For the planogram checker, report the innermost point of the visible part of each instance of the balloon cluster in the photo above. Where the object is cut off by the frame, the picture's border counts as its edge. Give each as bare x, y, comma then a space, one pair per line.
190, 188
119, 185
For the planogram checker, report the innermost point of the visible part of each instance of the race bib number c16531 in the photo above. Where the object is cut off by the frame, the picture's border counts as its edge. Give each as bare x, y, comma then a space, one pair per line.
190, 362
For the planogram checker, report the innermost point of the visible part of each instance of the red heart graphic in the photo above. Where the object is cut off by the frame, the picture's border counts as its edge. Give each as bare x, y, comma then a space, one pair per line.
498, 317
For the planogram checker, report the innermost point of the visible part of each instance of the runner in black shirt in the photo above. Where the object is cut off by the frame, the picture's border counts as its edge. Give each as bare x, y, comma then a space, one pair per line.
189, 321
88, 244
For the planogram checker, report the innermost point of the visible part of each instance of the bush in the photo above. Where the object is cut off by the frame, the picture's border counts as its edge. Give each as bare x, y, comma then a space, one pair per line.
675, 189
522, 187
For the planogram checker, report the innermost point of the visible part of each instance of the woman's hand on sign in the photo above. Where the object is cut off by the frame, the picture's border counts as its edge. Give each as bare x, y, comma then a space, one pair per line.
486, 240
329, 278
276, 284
§ §
■ **Stated task**:
Render the records above as a two-column CSV with columns named text and answer, one row per record. Put each record's text and its answer in a single quoted field apiece, turning line breaks into spaces.

■ **Exercise output**:
text,answer
"For the planogram checker, report the innermost point of the visible part of each instance of the balloon cluster in the photo above. Where the object is cut off by the frame, the picture's border counts as its edge. Give each as bare x, y, comma then a space, one pair per line.","190, 188 119, 185"
"For the planogram checker, report the innermost point of the visible part of each instance of the race bib number c16531 in the photo above. Where the object is cut off by the frame, the picture's border counts as its edge. Give each as bare x, y, comma then a space, one pair per line.","190, 362"
"For the planogram checker, report the innermost point of the visible part of each instance of the red heart graphic in the photo above. Where the object is cut off by the frame, the picture's border counts as its edge. Give each as bare x, y, comma then a space, one pair per line.","498, 317"
"For the planogram checker, report the innermost point of the visible part of each instance of the runner in black shirt in the photo above. Where the object is cut off by the frame, the picture's border counts as its edge. Give each as bare x, y, comma then a space, one pair per line.","189, 321 88, 244"
"For the planogram checker, report the innermost point of the visible part of each instance of the bush in the photo above. Where the object is cut off by the frame, the picture's border counts as its edge. Give each as bare x, y, comma then a space, one pair per line.","675, 189 522, 187"
"For the planogram checker, report the innermost point of the visible part of each instance of the woman's hand on sign in the photo above. Where the object is cut off by the frame, the picture's border counts as its edge. Give each as bare x, y, comma then a space, one pair per line.","486, 240 329, 278 276, 284"